*Exercise task*: Rewrite the stretch of the records from the line containing "Query: memorial cross" through the line containing "144), (196, 144)]]" as a numbered list, one line per item, omitting blank lines.

*Supplied entries*:
# # # # #
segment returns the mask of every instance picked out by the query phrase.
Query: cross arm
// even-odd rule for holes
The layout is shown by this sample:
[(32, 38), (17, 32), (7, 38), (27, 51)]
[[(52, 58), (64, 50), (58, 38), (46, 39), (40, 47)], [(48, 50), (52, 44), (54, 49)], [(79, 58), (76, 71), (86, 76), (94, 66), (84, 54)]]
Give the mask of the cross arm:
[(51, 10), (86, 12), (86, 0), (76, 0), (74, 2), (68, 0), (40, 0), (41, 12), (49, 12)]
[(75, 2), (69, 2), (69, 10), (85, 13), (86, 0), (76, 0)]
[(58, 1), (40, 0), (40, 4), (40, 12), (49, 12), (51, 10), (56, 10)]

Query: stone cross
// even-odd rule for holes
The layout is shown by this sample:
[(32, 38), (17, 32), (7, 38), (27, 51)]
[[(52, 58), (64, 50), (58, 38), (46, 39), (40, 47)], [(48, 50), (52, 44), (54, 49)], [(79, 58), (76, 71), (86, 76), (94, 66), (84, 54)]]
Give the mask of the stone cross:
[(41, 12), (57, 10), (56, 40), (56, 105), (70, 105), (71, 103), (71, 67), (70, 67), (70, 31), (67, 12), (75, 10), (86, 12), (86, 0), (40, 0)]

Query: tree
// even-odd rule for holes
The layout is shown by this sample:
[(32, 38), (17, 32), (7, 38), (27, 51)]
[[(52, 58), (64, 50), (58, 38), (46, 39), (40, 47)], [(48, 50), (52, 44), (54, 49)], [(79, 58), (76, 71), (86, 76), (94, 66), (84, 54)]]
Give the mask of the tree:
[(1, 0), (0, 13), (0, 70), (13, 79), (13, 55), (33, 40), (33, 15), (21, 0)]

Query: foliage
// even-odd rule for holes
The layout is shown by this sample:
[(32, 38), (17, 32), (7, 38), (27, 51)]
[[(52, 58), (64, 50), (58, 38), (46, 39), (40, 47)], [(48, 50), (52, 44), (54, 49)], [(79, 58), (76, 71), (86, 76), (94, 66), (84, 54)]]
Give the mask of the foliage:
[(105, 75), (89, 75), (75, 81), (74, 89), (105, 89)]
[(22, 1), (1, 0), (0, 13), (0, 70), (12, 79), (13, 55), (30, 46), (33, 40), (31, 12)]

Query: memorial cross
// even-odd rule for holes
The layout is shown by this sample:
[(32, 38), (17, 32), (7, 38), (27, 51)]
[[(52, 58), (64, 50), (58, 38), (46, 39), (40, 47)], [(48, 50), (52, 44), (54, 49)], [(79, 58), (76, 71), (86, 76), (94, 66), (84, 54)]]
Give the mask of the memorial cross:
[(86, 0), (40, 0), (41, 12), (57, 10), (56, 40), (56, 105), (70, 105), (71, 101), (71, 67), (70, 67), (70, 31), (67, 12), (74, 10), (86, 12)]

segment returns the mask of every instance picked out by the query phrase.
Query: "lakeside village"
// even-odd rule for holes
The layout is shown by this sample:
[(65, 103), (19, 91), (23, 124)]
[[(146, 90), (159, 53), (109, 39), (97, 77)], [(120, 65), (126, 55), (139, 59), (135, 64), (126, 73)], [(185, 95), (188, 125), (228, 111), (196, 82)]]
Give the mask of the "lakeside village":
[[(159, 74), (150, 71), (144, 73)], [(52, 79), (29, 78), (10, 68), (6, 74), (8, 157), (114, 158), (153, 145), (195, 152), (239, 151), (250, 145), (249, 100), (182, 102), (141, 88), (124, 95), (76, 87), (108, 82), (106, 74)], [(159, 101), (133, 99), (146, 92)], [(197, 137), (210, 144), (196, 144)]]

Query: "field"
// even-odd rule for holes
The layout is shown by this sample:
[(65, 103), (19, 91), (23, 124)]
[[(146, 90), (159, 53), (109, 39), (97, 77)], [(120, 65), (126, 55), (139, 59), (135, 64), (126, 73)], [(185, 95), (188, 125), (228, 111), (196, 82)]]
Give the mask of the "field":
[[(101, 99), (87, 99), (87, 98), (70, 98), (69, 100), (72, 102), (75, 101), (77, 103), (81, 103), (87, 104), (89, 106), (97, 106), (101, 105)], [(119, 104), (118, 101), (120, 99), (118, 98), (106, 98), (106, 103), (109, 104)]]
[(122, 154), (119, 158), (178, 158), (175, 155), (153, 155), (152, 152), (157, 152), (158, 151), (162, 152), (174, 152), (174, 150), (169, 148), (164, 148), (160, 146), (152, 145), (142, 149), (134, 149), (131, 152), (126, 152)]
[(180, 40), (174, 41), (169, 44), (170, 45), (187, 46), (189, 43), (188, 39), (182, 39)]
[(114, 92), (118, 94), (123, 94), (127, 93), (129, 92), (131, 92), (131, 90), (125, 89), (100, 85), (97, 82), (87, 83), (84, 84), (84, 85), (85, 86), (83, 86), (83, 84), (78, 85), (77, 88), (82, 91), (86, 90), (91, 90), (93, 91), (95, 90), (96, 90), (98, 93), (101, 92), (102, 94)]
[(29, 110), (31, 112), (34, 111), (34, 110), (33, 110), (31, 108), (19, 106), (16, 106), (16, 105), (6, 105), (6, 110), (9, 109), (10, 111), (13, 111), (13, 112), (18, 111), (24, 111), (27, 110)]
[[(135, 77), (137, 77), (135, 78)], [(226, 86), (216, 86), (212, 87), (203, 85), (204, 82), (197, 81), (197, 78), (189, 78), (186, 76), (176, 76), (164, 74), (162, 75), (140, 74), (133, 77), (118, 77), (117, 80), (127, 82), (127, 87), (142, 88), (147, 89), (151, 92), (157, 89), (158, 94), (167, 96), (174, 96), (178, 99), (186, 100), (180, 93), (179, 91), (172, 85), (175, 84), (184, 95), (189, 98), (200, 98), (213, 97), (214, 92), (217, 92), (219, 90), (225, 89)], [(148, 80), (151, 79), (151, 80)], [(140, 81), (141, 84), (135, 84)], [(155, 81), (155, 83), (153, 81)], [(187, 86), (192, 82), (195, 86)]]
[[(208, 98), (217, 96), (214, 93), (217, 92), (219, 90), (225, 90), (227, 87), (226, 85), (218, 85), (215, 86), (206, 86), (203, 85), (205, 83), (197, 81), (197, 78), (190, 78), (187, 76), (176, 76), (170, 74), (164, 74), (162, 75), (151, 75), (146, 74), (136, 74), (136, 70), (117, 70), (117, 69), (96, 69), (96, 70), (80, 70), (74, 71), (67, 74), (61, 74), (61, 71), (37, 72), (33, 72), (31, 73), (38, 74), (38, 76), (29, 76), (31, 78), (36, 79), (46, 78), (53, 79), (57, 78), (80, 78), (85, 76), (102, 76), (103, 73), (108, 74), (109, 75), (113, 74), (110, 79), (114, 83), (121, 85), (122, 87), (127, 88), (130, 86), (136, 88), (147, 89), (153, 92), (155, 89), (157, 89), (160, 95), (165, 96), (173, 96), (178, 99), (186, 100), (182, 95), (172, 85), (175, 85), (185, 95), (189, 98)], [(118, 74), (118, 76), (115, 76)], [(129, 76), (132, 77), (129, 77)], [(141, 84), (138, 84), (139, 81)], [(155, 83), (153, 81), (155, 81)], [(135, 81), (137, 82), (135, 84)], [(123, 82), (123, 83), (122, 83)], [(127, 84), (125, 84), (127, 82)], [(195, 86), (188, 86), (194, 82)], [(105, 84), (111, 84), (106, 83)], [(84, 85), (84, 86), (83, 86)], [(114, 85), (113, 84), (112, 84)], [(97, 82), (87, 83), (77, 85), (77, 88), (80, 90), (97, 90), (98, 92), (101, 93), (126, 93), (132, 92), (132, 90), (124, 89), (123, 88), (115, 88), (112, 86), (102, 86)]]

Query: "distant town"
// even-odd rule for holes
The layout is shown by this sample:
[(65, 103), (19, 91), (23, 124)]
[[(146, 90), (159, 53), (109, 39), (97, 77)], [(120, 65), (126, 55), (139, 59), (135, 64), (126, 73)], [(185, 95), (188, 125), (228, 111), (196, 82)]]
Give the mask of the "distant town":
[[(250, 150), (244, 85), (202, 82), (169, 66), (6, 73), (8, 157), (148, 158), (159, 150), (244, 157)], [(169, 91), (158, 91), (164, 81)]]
# # # # #
*Exercise response*:
1. Query: memorial cross
2. // even-odd rule for holes
3. The layout is shown by this sample:
4. [(32, 38), (17, 32), (7, 38), (27, 51)]
5. [[(52, 58), (64, 50), (58, 38), (46, 39), (40, 47)], [(48, 50), (52, 44), (54, 49)], [(79, 58), (76, 71), (86, 76), (94, 66), (84, 54)]]
6. Give the mask of the memorial cross:
7. [(86, 0), (40, 0), (41, 12), (57, 10), (56, 40), (56, 105), (70, 105), (71, 101), (71, 67), (70, 67), (70, 31), (67, 12), (74, 10), (86, 12)]
8. segment returns the mask of every instance picked out by the query phrase.
9. Query: "lakeside village"
10. // even-odd rule for holes
11. The layout is shown by this sample:
12. [(65, 103), (19, 91), (23, 124)]
13. [[(146, 90), (159, 53), (109, 39), (97, 77)], [(120, 65), (126, 55), (139, 59), (135, 64), (126, 73)], [(185, 95), (188, 125), (228, 111), (196, 82)]]
14. Give the mask of the "lakeside village":
15. [[(159, 74), (150, 71), (144, 73)], [(52, 79), (29, 78), (10, 68), (6, 74), (8, 157), (114, 158), (153, 145), (195, 152), (239, 151), (250, 145), (249, 100), (182, 102), (141, 88), (124, 95), (76, 87), (108, 82), (106, 74)], [(159, 101), (133, 99), (146, 92)], [(197, 137), (210, 144), (196, 144)]]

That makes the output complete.